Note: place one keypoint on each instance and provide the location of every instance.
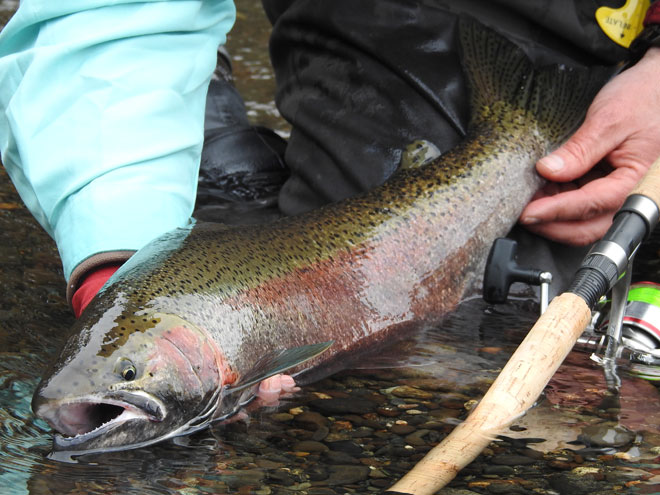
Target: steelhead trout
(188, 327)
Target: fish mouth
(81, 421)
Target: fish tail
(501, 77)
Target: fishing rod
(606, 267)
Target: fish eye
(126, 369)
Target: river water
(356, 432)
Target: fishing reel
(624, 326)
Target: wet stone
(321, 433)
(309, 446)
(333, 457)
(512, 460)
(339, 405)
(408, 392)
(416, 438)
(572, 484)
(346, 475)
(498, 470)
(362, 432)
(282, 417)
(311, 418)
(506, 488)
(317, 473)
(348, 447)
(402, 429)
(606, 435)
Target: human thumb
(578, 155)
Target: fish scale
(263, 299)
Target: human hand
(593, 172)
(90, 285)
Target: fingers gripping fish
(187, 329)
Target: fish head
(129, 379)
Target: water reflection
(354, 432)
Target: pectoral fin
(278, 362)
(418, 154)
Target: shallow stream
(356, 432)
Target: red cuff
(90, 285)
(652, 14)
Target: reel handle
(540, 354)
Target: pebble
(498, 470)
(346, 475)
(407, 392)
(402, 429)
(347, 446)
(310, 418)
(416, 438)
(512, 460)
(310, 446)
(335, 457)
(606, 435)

########################################

**Written instruction:** Change every "Target" in the entries above to "Label" and reproduce them with nothing else altered. Leave the pictures out of your answer.

**Answer below:**
Note: place one keypoint on each instance and provide the location of every instance.
Label: steelhead trout
(188, 327)
Label: fish mouth
(81, 421)
Label: fish tail
(501, 77)
Label: fishing rod
(606, 267)
Label: fish eye
(126, 369)
Label: river water
(356, 432)
Label: fishing reel
(624, 326)
Label: wet stone
(321, 433)
(309, 446)
(333, 457)
(512, 460)
(339, 405)
(408, 392)
(416, 438)
(572, 484)
(346, 475)
(498, 470)
(362, 432)
(282, 417)
(311, 418)
(506, 488)
(317, 473)
(348, 447)
(402, 429)
(606, 435)
Label: human thumb
(578, 155)
Label: fish scale
(263, 299)
Label: human hand
(593, 172)
(90, 285)
Label: fingers gripping fish
(187, 329)
Label: fish head
(129, 379)
Label: water reflection
(354, 432)
Label: pectoral fin
(278, 362)
(418, 154)
Label: shallow stream
(356, 432)
Label: red cuff
(90, 285)
(652, 14)
Label: reel handle
(540, 354)
Label: pebble
(498, 470)
(346, 475)
(407, 392)
(402, 429)
(347, 446)
(310, 418)
(416, 438)
(512, 460)
(310, 446)
(335, 457)
(606, 435)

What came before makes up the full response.